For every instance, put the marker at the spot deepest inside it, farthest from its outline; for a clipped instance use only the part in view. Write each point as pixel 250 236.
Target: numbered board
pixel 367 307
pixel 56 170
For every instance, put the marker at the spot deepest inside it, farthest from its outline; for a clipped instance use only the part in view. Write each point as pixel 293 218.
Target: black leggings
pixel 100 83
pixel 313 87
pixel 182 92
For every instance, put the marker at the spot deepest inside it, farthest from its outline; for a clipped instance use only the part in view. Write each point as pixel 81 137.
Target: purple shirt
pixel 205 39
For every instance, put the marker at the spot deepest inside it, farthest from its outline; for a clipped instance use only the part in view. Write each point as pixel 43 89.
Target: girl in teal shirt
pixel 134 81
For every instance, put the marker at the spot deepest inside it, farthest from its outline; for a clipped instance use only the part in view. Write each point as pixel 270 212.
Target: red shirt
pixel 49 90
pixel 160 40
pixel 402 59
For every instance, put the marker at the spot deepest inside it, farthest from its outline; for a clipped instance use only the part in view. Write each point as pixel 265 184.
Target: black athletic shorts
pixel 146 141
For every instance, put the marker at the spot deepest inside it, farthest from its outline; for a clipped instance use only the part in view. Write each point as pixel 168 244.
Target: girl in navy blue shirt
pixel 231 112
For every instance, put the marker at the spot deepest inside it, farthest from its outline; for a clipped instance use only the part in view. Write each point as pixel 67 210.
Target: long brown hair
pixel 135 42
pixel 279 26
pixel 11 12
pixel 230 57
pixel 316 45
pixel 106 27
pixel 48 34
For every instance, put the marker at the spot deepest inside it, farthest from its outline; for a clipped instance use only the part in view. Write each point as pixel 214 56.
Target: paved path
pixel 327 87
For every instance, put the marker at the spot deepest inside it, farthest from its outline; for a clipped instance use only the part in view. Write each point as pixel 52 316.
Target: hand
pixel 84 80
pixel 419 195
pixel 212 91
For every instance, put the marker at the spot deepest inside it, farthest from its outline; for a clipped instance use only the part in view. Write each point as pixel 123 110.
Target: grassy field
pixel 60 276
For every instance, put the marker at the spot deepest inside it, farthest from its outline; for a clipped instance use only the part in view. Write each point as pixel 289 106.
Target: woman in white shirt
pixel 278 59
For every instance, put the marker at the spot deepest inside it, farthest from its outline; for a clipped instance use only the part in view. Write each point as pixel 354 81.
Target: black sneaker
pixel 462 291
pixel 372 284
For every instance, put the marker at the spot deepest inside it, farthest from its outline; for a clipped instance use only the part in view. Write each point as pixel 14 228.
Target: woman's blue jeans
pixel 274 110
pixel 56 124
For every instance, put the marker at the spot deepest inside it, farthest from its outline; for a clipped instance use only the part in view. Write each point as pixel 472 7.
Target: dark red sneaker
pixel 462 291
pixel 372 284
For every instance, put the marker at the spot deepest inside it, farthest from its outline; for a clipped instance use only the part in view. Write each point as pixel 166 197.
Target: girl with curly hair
◇ ◇ ◇ ◇ ◇ ◇ ◇
THE EXERCISE: Return, word for word, the part of the entries above that opens with the line containing "pixel 270 212." and closes with the line containing "pixel 146 141", including both of those lines.

RESULT BELOW:
For every instance, put the marker at the spot deepest inside it, farthest from its outline; for a clipped instance use only the part in view. Write each point as pixel 270 212.
Target: red shirt
pixel 49 90
pixel 160 40
pixel 402 59
For every instance, put the marker at the spot deepest inside it, farthest from its outline; for a clipped instance use only the part in view. Write each point as pixel 265 184.
Target: black athletic shorts
pixel 146 141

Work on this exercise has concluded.